Work required: Reproduce the lines below verbatim, starting at the first one and ending at the line that contains "[60,74,450,298]", with both ends included. Omit the pictures.

Records shown:
--- start ---
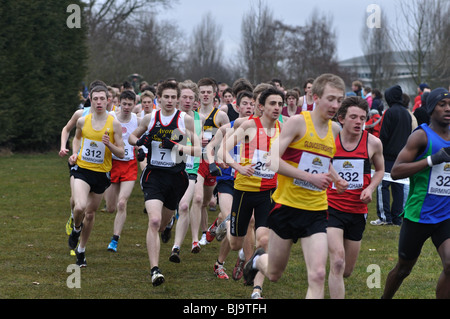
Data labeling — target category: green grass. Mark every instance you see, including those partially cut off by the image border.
[0,152,442,299]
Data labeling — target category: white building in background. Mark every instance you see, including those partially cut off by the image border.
[339,52,418,95]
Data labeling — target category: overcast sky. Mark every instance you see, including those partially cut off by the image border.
[158,0,398,60]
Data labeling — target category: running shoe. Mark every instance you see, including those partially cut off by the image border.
[66,213,73,236]
[198,233,209,246]
[151,267,164,287]
[244,248,265,285]
[75,249,87,268]
[169,248,181,264]
[231,256,245,280]
[69,224,83,249]
[214,264,229,279]
[108,239,119,252]
[191,241,202,254]
[206,218,218,242]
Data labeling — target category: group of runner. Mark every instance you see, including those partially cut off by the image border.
[60,74,450,298]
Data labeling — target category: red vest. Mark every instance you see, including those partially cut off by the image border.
[327,131,371,214]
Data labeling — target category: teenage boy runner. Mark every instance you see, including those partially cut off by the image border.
[69,86,125,267]
[382,88,450,299]
[129,81,201,286]
[327,97,384,298]
[218,88,284,297]
[105,90,140,252]
[244,74,347,298]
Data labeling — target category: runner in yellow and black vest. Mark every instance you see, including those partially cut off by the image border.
[69,86,125,267]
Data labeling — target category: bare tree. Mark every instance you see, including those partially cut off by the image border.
[276,11,343,86]
[239,0,281,83]
[390,0,448,85]
[84,0,177,83]
[183,12,229,82]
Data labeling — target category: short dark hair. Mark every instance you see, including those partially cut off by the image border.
[197,78,217,92]
[158,81,181,98]
[337,96,369,119]
[236,91,253,105]
[259,88,284,105]
[89,85,109,98]
[119,90,136,102]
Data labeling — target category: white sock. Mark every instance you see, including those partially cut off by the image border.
[239,248,245,260]
[252,255,261,269]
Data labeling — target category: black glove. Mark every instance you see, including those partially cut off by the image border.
[137,148,145,162]
[161,135,183,150]
[209,163,222,176]
[430,146,450,166]
[136,133,152,148]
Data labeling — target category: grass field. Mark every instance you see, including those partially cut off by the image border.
[0,152,441,300]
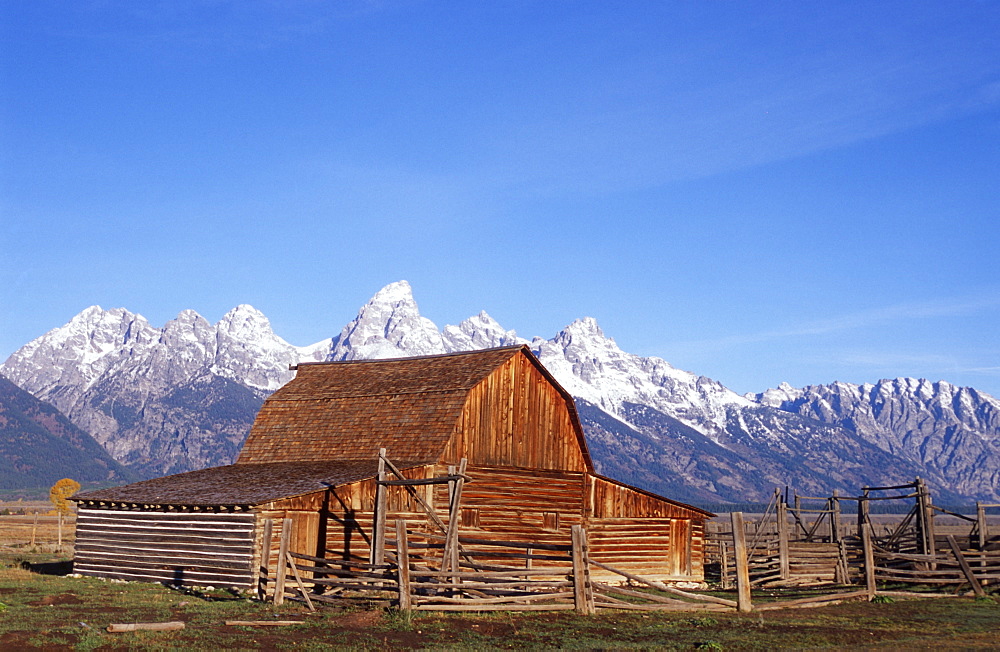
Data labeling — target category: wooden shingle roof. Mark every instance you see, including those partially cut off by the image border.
[73,458,420,506]
[236,346,532,464]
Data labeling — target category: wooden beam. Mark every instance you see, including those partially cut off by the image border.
[948,534,986,598]
[274,518,292,606]
[861,522,875,602]
[108,620,184,632]
[371,448,388,564]
[396,519,413,611]
[285,552,316,611]
[730,512,753,613]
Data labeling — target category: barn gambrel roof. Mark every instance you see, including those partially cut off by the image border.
[236,345,592,468]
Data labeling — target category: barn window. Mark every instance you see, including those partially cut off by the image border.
[462,507,479,528]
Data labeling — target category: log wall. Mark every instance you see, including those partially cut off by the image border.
[270,466,705,582]
[73,506,254,589]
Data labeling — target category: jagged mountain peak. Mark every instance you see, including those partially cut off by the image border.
[441,310,528,352]
[329,281,446,360]
[369,280,416,305]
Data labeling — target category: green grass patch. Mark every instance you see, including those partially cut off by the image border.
[0,553,1000,652]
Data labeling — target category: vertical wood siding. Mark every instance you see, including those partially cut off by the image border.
[73,507,254,588]
[443,355,587,472]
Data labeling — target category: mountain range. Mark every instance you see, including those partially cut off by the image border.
[0,281,1000,503]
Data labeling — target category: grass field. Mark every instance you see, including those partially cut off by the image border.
[0,504,1000,651]
[0,548,1000,650]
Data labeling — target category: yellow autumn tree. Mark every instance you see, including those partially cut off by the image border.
[49,478,80,552]
[49,478,80,514]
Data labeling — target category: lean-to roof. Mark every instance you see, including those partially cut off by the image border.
[73,458,421,506]
[236,347,531,464]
--- end ---
Written reply:
Data labeling — target category: green grass. Mark every instance you see, including those partially cut off by the image border.
[0,152,442,299]
Data labeling — target category: white building in background. Mark every instance you see, including those partially cut off by the image border.
[339,52,418,95]
Data labeling — target category: overcast sky. Mark every instance you see, including those partially cut off by the image border.
[158,0,398,60]
Data labeling — target category: running shoe. Mark every instance you see, including those partially cut off by the image border.
[66,213,73,236]
[198,233,209,246]
[151,267,164,287]
[244,248,265,285]
[75,249,87,268]
[169,248,181,264]
[231,256,245,280]
[69,224,83,249]
[214,264,229,279]
[108,239,119,252]
[191,241,202,254]
[206,218,218,242]
Data labeling — target category: group of runner. Mark every instance you see, including those partially cut off by the image border.
[60,74,450,298]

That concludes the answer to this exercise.